* [Problem description] Show each line of the data below that contains the word "name". Case counts.

··· Supplied entries

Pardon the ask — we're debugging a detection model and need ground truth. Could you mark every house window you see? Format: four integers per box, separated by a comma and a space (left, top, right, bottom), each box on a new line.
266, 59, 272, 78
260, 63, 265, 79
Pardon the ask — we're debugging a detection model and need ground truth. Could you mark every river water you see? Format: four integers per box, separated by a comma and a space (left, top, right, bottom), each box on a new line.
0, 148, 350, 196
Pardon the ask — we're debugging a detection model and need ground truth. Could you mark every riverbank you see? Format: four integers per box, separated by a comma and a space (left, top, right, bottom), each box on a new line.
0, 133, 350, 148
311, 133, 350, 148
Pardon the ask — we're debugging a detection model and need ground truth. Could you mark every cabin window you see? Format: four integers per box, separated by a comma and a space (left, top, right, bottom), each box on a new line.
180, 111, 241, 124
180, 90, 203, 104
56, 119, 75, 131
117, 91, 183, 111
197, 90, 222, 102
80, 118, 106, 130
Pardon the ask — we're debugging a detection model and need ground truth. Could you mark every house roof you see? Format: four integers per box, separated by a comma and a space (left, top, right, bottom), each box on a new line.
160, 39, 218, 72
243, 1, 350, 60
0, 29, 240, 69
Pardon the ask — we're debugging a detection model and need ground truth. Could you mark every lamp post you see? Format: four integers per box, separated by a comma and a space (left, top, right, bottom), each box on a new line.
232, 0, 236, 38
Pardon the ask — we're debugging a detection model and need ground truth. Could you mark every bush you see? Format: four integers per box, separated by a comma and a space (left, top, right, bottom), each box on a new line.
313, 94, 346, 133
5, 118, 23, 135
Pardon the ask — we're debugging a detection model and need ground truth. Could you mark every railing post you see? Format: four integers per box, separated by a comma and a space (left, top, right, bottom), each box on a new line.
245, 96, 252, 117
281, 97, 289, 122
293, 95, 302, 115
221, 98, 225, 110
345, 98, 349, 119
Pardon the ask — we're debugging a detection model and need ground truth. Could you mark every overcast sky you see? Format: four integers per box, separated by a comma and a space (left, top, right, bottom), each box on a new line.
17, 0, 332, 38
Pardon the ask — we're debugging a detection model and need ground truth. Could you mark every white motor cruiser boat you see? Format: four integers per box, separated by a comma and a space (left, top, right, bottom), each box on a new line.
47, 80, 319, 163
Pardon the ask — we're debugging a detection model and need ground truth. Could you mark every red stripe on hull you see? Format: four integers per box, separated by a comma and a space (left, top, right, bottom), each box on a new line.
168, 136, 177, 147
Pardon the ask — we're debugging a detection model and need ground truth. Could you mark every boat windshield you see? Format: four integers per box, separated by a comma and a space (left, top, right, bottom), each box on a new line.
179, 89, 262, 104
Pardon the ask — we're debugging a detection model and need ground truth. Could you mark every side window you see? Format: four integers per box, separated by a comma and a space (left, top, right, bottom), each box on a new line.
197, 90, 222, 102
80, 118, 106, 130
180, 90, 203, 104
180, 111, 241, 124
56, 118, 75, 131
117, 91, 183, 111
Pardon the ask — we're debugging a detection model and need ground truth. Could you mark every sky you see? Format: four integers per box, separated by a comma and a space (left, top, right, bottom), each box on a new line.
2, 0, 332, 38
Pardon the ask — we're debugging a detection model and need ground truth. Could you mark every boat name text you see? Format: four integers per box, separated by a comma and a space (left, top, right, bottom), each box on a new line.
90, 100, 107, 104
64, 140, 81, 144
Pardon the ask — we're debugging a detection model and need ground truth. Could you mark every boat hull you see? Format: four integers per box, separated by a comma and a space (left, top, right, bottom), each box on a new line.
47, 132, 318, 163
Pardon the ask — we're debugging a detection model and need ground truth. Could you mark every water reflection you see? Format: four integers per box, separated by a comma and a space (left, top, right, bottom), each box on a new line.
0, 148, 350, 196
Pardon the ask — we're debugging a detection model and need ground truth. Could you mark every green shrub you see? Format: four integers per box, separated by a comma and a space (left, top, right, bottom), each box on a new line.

······

* [Answer to this exercise]
Pardon the ask — we're debugging a detection model and need ground truth. Could you mark every boat name text you see? Format: four integers per box, separated by a comma and a space (left, top, right, bottom), each box on a new line.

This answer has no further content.